── Data supplied

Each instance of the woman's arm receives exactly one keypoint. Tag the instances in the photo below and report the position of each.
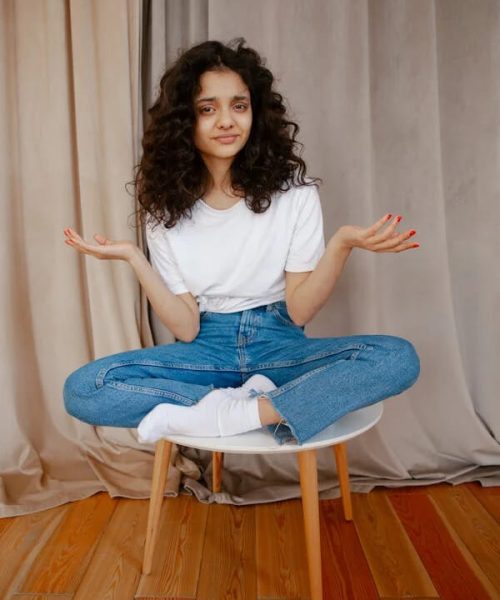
(180, 316)
(307, 294)
(182, 319)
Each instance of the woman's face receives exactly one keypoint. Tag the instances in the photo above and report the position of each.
(223, 115)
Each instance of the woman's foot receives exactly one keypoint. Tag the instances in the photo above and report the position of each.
(218, 413)
(256, 385)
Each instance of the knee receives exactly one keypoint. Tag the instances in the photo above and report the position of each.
(408, 362)
(403, 361)
(76, 392)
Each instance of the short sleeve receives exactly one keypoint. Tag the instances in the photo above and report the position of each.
(308, 241)
(163, 260)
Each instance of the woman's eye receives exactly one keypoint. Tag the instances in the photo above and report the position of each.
(207, 109)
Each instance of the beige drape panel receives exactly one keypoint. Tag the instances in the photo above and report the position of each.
(398, 103)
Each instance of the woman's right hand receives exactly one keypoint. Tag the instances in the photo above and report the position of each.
(106, 249)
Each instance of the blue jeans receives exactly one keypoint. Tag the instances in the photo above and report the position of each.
(319, 379)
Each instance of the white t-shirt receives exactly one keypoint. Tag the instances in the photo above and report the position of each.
(234, 259)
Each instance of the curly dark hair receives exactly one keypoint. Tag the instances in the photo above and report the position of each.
(172, 176)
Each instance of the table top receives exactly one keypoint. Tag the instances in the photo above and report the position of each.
(261, 441)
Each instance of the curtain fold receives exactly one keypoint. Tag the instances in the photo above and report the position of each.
(399, 109)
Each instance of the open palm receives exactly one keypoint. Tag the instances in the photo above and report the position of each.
(105, 249)
(372, 238)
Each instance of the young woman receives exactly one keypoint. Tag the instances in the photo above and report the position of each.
(238, 267)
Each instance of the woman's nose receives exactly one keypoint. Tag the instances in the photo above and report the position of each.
(225, 118)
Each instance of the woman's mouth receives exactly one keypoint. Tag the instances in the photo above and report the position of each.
(226, 139)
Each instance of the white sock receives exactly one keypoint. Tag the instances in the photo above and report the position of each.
(258, 383)
(216, 414)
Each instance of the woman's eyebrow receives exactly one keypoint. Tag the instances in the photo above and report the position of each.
(238, 97)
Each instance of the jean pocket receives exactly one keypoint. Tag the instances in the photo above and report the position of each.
(281, 313)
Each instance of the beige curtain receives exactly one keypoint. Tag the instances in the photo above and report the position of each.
(399, 108)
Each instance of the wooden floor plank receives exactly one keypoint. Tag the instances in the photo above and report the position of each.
(21, 542)
(115, 569)
(62, 562)
(41, 597)
(450, 573)
(178, 552)
(346, 574)
(228, 567)
(488, 496)
(474, 530)
(281, 551)
(394, 562)
(5, 522)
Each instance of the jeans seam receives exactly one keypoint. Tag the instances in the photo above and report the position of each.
(291, 363)
(150, 392)
(101, 375)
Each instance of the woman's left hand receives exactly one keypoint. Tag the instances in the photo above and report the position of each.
(374, 239)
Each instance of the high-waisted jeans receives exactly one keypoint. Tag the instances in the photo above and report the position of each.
(319, 379)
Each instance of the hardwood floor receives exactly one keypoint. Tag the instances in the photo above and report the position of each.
(430, 542)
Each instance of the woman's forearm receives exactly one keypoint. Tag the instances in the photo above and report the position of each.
(313, 292)
(173, 312)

────

◆ Task prompt
Your answer must be an exact copy of the records, without the pictures.

◆ Expected answer
Each instance of the woman's arm receives exactly one keypoint. Tag the instances in the photo below and report the position of each.
(180, 316)
(307, 294)
(182, 319)
Each instance of the woman's face receives exactly one keypoint. Tag the instances in the photo above and report the position of each.
(223, 115)
Each instance of the woman's foot receives exactly one keypoint. Tag the instances in the photo above and report the position of each.
(218, 413)
(256, 385)
Each instance of the knee receives exactly one keypoint. Tag the instances in the photo above and report the position of each.
(408, 362)
(403, 361)
(76, 392)
Each instance of the short sleeve receives exactly one keypoint. Tag the instances in the photo above and report the position of each.
(308, 241)
(163, 260)
Each instance of the woman's eye receives exactly one keypoint. Tag the instances in the photo above and report the position of each.
(207, 109)
Each instance of the beige drape panel receives exactly one keypoint. Tag the instances in the photo above and report the position of each.
(398, 103)
Each instance of the woman's right hand receives exactly one keypoint. Tag the instances in the photo above and report the position of each.
(106, 249)
Each instance of the blue jeans receives exactly one keypoint. Tag the instances in the photo above and report the position of each.
(319, 379)
Each instance of the white t-shirt receives exactly one keypoint. Tag the instances in the photo above and report the position of each.
(234, 259)
Each instance of the curly dark hair receives exactly one keypoint. Tag the instances in the photo above and report the position of each.
(172, 176)
Each instance of the table top receives exactly one keypoint. Tag the instances in the photo above and report the position of each.
(261, 441)
Each instance of the curtain fold receives exactly one keypoint. Tag the instances in the photo above and report the position of each.
(399, 109)
Each instance of the open palm receives exactly one keypoint. Tag the instances in the photo above and report the position of each.
(105, 249)
(372, 238)
Each instance of the young woman receives exactly one keypoint. Tag the instances in the photo above and report the position of each.
(238, 267)
Each instance of the woman's nose receives exactly one keypoint. Tag the instances in the photo above and report the position of each.
(225, 118)
Each instance of the woman's mouth receives exactly one keypoint. Tag the instances in the photo above and report the position of each.
(226, 139)
Each instance of the white sock receives exactly one keypoint. Tag the instances in the photo above and report the position of each.
(258, 383)
(216, 414)
Each instance of the woman's eyebrow receives exactly one keypoint. Tag the instances in the photo above and report the position of each.
(238, 97)
Each instance of the jean pocket receives exactly one keypoint. Tag the instances in the photo above and report the position of each.
(281, 313)
Each instance of the beige curtain receives exactly one keypoint. Tag the instances in the photo above and report the position of each.
(399, 108)
Each instance of the wooden floor plank receives exactly one keypoint. Tag the instances in the photo above and report the position of each.
(21, 542)
(115, 569)
(62, 562)
(41, 597)
(450, 573)
(178, 552)
(346, 574)
(228, 567)
(488, 496)
(474, 530)
(281, 551)
(394, 562)
(5, 522)
Each instance of the jeans seam receives exactly one keypoint. Tag the instances in the photo above and report the position of each.
(291, 363)
(150, 392)
(101, 375)
Each instance of the woman's left hand receives exactly one keypoint. Tag the instances in the photo above and report the position of each.
(374, 239)
Each instance of the high-waisted jeans receives exactly one keypoint. Tag the instances in the photo above and report the position of each.
(319, 379)
Each instance of the hardwood floor receives exactly one keypoint. Tag the instances in the photo above and report the position of each.
(430, 542)
Each instance of the woman's forearm receives exactly one keypoint. Tag the instances in the photo above and report the position of each.
(313, 292)
(173, 312)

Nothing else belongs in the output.